What you need to do
As you work through the listing, transcribe every line exactly as it reads.

Data under study
————————

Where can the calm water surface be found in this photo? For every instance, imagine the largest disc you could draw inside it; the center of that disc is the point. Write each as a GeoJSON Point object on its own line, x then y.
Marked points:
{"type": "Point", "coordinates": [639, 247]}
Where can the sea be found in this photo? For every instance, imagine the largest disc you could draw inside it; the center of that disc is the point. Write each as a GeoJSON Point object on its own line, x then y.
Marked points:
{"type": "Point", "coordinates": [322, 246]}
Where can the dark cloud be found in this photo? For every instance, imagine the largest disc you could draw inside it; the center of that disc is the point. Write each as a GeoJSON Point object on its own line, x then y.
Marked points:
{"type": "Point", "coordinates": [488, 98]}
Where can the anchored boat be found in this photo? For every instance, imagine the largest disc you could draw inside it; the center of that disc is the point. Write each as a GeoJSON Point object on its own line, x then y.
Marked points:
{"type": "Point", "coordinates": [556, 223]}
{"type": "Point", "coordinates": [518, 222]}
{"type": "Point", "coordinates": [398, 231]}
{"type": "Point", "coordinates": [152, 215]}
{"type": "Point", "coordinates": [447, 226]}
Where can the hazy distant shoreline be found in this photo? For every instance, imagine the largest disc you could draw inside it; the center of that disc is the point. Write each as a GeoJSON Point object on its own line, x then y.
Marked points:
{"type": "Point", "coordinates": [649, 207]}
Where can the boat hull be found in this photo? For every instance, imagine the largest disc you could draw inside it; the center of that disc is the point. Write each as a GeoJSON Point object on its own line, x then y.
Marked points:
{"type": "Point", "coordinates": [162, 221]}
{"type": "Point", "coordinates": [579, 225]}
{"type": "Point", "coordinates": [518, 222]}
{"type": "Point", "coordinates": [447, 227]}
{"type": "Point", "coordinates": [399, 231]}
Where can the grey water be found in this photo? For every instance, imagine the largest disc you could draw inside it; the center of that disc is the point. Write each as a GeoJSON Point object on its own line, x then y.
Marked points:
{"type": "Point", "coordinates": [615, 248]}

————————

Exercise output
Where can the calm water surface be found in this photo? For every instance, imagine the largest disc you could draw inside it; the center of that disc is the point. Write each as a GeoJSON Point object on its own line, x then y.
Marked points:
{"type": "Point", "coordinates": [639, 247]}
Where can the sea be found in this photo? For every instance, imagine the largest disc you could draw inside it; the center of that disc is the point. Write each as a GeoJSON Point object on its own line, x then y.
Marked points:
{"type": "Point", "coordinates": [322, 246]}
Where can the dark cloud be found in this photo? For every instance, imagine the largest disc you could draw inside it; the center of that disc is the point. Write each as a GeoJSON Point object on its own line, x then y.
Marked points:
{"type": "Point", "coordinates": [488, 98]}
Where can the anchored boat be found in this photo? For every instance, imagine the largest disc you could draw inside it; the center of that disc is the point. Write each as a GeoJSON Point object on its own line, x then y.
Marked points:
{"type": "Point", "coordinates": [556, 223]}
{"type": "Point", "coordinates": [518, 222]}
{"type": "Point", "coordinates": [398, 231]}
{"type": "Point", "coordinates": [152, 215]}
{"type": "Point", "coordinates": [447, 226]}
Where can the hazy distant shoreline be found in this photo? For every instance, imagine the largest disc you could draw inside it; the center of that disc is the point. Write each as a GeoJSON Point object on its own line, x then y.
Marked points:
{"type": "Point", "coordinates": [649, 207]}
Where can the boat hull be found in this photo? For every instance, imagine the largest disc you could draw inside it; the center of that disc is the point. Write each as a GeoJSON Point object on its own line, x then y.
Marked points:
{"type": "Point", "coordinates": [162, 221]}
{"type": "Point", "coordinates": [579, 225]}
{"type": "Point", "coordinates": [518, 222]}
{"type": "Point", "coordinates": [447, 227]}
{"type": "Point", "coordinates": [399, 231]}
Where can the grey water be found in this photo? For every instance, imagine the largest disc you could draw inside it; the center of that disc is the point. Write each as a GeoJSON Point object on its own line, x then y.
Marked points:
{"type": "Point", "coordinates": [615, 248]}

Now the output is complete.